■ **Objective**
Could you rewrite the data below, changing "analyst" to "reviewer" wherever it occurs and keeping everything else the same? Omit the pictures from your answer.

(Region labeling data)
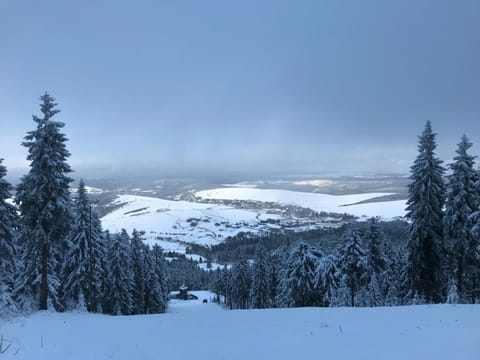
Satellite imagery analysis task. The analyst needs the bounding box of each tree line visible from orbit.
[0,93,169,316]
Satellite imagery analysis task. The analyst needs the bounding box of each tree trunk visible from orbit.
[39,242,48,310]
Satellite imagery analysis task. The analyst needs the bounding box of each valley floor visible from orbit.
[0,292,480,360]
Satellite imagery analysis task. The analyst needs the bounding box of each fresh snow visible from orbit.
[195,187,406,219]
[102,195,276,251]
[0,300,480,360]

■ **Result for this exercise**
Satellite imagery analysis task. The reviewer needs the bounding box of each tree line visible from orbit.
[0,93,169,316]
Satellite imagery analysis task. The reviewer needs the bounding box of each tree trunk visible from orbit.
[39,242,48,310]
Satellite imagery analysis task. The reviewer needs the bounding box of each valley floor visible from orbit.
[0,292,480,360]
Satellite imagery analysis task. The reviewer needs the bounding box of each fresh snow visible from orbit.
[195,187,406,219]
[102,195,276,251]
[0,300,480,360]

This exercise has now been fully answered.